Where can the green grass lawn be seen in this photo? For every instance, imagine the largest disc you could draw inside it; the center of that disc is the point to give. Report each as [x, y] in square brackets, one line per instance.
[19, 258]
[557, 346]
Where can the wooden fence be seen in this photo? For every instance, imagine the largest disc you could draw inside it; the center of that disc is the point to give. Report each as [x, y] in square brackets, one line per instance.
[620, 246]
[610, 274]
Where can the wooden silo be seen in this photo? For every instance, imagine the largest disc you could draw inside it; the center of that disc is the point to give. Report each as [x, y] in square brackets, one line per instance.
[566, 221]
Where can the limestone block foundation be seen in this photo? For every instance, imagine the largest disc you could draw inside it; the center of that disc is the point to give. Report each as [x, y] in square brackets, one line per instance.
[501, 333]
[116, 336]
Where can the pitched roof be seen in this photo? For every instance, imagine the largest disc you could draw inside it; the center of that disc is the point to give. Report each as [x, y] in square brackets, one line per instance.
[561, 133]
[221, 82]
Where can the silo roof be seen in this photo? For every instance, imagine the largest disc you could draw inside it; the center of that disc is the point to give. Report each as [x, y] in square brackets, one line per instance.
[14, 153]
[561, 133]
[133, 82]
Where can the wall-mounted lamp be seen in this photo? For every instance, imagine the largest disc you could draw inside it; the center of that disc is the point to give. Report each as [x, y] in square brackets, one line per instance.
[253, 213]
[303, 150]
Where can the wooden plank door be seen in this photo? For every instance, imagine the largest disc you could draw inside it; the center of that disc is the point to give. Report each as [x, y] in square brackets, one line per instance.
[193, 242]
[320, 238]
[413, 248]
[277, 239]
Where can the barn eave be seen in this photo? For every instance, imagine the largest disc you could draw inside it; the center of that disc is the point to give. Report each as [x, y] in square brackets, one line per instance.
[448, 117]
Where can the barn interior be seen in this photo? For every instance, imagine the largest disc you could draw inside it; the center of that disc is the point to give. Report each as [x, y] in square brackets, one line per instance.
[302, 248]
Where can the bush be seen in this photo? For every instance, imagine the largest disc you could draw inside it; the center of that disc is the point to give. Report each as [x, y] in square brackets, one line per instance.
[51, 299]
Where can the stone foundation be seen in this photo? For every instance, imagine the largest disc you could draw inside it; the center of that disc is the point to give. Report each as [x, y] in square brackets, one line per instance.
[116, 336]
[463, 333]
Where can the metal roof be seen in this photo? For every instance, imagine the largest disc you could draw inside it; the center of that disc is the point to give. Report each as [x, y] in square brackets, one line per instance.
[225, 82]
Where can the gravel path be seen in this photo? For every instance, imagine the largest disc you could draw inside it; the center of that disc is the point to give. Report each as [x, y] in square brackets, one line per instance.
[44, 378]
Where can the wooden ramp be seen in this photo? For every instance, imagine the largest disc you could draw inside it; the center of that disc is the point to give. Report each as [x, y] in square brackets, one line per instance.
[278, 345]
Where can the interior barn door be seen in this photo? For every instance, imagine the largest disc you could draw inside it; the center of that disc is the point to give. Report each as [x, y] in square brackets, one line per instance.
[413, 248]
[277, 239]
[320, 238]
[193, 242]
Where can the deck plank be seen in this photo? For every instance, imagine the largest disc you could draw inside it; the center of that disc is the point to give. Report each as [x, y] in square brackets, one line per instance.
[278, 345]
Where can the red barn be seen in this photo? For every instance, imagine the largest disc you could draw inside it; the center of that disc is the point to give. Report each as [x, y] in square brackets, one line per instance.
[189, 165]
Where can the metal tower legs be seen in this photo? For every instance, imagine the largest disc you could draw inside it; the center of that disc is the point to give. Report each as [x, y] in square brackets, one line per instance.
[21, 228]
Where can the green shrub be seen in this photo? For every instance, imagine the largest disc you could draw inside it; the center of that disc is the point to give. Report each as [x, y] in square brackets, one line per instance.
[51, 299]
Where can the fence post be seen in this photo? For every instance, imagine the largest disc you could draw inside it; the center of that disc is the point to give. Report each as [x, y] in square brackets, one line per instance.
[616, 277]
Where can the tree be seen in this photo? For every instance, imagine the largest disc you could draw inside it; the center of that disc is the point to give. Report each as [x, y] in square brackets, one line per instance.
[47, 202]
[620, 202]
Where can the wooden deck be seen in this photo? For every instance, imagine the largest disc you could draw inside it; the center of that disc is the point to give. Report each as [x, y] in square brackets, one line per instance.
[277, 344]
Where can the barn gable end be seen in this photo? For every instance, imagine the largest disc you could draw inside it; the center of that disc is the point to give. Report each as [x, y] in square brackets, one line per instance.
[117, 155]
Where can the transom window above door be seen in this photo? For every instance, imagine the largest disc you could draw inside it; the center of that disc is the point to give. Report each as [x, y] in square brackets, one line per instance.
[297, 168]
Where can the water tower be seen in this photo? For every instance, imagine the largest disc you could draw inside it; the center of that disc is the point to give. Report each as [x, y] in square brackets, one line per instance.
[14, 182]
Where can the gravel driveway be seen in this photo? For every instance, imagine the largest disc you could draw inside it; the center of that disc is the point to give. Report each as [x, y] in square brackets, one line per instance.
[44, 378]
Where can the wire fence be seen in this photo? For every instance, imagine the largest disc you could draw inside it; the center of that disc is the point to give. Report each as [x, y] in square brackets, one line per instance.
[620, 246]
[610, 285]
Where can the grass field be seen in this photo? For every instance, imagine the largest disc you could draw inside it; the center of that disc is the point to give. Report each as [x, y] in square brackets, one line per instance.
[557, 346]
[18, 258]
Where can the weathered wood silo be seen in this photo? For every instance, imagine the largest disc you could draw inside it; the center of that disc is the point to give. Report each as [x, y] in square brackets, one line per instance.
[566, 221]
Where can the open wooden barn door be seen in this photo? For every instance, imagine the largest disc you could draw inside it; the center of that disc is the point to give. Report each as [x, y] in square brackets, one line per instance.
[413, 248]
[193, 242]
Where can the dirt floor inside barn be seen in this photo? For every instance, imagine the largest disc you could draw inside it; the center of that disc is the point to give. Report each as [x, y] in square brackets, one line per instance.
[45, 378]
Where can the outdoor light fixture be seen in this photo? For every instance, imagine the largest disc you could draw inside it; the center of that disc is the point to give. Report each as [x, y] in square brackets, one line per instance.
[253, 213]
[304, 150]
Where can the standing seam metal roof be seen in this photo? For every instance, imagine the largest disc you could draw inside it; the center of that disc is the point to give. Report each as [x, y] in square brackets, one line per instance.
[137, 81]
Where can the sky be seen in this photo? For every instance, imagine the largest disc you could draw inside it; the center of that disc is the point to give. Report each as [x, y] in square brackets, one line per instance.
★ ★ ★ ★ ★ ★ ★
## Exercise instructions
Repeat the listing word for word, beginning at the line that contains "Where can the dirt" and continuing through the final line of the listing, with both included.

## The completed task
Where can the dirt floor inside barn be seen in this photo? For every instance, imagine the largest disc you could draw inside it; the center of that disc is the point to give. Report each as [x, y] in square brackets, one line per instance.
[45, 378]
Where can the outdoor light fixture be seen in this photo? For every instance, imagine the largest disc you could draw inside it; the center of that disc is the point to give. Report each as [x, y] in square brackets, one line per instance.
[253, 213]
[304, 150]
Where can the standing seam metal roof be seen in this photo? For every instance, imagine the largest disc you could draw inside it; the center of that disc is the point to give. Report each as [x, y] in square brackets, one line per instance.
[137, 81]
Where can the sky be seen in this photo? For every instance, imagine the largest disc you could draw inside it; the center of that disc is the point to give. Report each as [x, y] in square brackets, one line per instance.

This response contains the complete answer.